--- START ---
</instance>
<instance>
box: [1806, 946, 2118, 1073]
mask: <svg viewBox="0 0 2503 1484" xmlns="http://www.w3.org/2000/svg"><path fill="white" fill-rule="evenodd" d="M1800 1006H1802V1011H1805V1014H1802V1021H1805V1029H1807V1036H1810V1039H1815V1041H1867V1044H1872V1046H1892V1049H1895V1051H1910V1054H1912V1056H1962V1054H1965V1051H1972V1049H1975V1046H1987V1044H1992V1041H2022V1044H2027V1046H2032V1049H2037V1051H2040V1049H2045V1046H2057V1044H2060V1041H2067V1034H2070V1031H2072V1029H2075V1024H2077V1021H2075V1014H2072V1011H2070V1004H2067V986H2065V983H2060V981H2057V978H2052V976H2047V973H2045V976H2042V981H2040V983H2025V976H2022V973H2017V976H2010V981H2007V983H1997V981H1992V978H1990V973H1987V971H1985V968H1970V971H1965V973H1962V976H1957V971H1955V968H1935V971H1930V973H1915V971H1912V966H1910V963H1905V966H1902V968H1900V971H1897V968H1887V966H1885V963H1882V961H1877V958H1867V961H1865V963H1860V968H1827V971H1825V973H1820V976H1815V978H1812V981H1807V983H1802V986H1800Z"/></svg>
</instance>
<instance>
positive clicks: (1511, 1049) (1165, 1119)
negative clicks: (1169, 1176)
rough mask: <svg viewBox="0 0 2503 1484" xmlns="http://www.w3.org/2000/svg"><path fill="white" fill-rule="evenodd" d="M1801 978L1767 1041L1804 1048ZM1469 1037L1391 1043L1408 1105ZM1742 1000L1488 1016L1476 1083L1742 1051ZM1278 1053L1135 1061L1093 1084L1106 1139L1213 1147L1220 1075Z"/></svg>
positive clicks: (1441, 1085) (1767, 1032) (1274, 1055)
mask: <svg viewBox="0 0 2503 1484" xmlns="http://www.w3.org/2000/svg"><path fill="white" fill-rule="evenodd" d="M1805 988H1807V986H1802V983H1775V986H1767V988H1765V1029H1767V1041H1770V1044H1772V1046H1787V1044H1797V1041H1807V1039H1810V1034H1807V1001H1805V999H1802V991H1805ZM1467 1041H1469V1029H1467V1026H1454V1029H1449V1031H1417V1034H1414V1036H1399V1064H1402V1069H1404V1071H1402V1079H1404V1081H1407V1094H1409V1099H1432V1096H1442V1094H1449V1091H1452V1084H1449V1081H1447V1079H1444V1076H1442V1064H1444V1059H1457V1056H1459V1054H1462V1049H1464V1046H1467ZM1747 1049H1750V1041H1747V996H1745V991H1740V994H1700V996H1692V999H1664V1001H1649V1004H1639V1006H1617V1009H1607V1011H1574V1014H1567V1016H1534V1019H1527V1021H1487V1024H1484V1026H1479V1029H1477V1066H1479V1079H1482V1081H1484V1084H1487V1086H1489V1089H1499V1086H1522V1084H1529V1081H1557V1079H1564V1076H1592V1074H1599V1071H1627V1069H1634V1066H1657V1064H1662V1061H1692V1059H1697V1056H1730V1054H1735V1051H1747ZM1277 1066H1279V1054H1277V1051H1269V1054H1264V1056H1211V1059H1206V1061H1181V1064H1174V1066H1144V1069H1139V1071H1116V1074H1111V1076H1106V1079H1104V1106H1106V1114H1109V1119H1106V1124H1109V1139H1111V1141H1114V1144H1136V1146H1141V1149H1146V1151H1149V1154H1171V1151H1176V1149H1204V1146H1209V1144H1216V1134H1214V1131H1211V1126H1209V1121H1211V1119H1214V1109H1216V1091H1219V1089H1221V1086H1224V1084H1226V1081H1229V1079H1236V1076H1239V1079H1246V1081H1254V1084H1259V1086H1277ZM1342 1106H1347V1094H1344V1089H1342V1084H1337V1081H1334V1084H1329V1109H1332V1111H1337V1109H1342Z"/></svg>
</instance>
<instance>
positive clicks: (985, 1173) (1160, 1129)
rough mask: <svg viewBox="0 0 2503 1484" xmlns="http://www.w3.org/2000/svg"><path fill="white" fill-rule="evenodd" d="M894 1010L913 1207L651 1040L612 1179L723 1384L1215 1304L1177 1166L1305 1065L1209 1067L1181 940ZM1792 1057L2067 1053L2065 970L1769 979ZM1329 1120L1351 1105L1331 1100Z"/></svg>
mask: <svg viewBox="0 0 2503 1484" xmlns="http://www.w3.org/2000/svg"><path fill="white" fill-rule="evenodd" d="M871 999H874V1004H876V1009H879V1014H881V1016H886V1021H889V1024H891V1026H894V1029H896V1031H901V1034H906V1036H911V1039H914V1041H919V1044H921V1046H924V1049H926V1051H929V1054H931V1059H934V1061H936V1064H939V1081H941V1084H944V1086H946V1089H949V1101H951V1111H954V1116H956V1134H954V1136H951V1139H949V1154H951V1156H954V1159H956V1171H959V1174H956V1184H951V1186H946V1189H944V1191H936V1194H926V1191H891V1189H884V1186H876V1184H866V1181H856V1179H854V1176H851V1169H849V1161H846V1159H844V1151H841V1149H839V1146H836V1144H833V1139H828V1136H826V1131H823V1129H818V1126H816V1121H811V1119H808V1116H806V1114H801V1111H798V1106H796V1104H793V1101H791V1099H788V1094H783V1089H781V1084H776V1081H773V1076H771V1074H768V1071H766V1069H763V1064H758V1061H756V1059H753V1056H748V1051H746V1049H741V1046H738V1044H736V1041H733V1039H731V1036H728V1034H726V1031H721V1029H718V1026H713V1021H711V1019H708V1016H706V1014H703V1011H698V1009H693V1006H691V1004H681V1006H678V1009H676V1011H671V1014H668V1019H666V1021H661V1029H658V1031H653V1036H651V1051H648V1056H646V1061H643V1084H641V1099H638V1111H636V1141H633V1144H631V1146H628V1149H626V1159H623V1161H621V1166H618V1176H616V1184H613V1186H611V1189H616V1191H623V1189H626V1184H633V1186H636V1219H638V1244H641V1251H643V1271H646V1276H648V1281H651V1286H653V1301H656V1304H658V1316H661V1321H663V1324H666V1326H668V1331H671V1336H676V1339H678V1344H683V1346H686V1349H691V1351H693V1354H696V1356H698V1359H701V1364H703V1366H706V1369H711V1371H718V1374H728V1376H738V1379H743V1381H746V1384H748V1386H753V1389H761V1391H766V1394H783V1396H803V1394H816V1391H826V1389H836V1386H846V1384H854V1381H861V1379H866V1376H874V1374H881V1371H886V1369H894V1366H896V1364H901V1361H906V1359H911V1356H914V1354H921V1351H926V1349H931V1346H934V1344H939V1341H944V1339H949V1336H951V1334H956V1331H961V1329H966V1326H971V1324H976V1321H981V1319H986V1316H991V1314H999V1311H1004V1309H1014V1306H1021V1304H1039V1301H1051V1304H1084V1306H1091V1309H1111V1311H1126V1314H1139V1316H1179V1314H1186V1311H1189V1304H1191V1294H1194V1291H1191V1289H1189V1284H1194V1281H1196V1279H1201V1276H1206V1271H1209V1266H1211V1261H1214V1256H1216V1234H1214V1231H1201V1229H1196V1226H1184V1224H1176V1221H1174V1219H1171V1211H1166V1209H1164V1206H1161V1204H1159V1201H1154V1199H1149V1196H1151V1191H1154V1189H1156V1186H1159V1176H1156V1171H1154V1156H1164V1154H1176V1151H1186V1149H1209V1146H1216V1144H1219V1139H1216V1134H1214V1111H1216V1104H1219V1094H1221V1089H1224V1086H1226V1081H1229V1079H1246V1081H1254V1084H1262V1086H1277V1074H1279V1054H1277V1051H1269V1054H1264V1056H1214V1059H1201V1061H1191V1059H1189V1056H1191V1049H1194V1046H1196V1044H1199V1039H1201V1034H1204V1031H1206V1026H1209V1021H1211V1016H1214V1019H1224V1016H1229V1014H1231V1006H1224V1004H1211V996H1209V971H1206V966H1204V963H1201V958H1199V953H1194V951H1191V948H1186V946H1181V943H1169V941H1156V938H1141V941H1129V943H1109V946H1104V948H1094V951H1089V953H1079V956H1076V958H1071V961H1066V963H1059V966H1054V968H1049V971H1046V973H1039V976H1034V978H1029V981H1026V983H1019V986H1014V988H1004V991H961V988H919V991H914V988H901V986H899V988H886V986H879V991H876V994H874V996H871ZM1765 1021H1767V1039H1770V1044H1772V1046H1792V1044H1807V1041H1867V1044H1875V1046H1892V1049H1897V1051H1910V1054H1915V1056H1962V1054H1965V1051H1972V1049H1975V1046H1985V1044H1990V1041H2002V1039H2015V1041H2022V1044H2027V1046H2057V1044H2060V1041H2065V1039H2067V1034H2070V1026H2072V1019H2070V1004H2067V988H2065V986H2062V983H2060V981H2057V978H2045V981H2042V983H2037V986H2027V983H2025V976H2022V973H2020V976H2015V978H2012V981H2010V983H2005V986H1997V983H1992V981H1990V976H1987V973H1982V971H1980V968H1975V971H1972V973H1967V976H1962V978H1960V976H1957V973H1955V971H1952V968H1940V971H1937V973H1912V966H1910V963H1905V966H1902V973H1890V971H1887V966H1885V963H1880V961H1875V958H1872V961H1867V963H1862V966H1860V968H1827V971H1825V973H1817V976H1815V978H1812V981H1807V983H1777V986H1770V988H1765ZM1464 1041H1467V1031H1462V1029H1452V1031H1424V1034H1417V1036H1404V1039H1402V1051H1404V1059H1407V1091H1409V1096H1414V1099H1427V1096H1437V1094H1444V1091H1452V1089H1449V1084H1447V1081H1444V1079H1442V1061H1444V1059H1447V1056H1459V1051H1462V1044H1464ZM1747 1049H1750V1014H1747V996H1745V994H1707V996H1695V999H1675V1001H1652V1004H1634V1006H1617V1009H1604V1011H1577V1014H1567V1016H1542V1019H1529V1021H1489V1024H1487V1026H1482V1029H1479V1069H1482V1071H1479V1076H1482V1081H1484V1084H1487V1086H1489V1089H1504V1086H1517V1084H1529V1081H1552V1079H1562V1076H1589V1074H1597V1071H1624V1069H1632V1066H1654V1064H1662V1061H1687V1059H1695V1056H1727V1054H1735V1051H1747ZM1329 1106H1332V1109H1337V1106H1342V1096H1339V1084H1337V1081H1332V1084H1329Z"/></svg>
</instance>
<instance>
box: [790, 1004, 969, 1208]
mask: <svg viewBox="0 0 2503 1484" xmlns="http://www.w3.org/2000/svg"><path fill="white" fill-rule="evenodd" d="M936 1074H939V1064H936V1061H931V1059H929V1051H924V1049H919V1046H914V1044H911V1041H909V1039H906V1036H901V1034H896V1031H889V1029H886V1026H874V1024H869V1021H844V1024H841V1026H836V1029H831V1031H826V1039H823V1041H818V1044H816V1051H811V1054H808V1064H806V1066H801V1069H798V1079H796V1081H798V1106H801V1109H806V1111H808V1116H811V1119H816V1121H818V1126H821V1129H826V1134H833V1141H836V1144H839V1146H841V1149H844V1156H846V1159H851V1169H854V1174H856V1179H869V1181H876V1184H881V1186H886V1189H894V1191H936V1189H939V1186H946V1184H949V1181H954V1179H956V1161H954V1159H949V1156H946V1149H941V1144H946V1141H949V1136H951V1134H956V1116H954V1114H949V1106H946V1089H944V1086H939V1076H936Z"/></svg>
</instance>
--- END ---
Exercise goal: Output must consist only of the listing's lines from the first through the line with "978L1767 1041L1804 1048ZM1469", reproduced word for word.

Answer for this exercise:
</instance>
<instance>
box: [1806, 946, 2118, 1073]
mask: <svg viewBox="0 0 2503 1484" xmlns="http://www.w3.org/2000/svg"><path fill="white" fill-rule="evenodd" d="M1800 1006H1802V1011H1805V1014H1802V1021H1805V1029H1807V1036H1810V1039H1815V1041H1867V1044H1872V1046H1892V1049H1895V1051H1910V1054H1912V1056H1962V1054H1965V1051H1972V1049H1975V1046H1987V1044H1992V1041H2022V1044H2027V1046H2032V1049H2037V1051H2040V1049H2045V1046H2057V1044H2060V1041H2067V1034H2070V1031H2072V1029H2075V1024H2077V1021H2075V1014H2072V1011H2070V1004H2067V986H2065V983H2060V981H2057V978H2052V976H2047V973H2045V976H2042V981H2040V983H2025V976H2022V973H2017V976H2010V981H2007V983H1997V981H1992V978H1990V973H1987V971H1985V968H1970V971H1965V973H1962V976H1957V971H1955V968H1935V971H1930V973H1915V971H1912V966H1910V963H1905V966H1902V968H1900V971H1897V968H1887V966H1885V963H1882V961H1877V958H1867V961H1865V963H1860V968H1827V971H1825V973H1820V976H1815V978H1812V981H1807V983H1802V986H1800Z"/></svg>
</instance>
<instance>
positive clicks: (1511, 1049) (1165, 1119)
negative clicks: (1169, 1176)
rough mask: <svg viewBox="0 0 2503 1484" xmlns="http://www.w3.org/2000/svg"><path fill="white" fill-rule="evenodd" d="M1801 978L1767 1041L1804 1048ZM1469 1037L1391 1043L1408 1105ZM1742 1000L1488 1016L1476 1083L1742 1051ZM1278 1053L1135 1061L1093 1084L1106 1139L1213 1147L1220 1075Z"/></svg>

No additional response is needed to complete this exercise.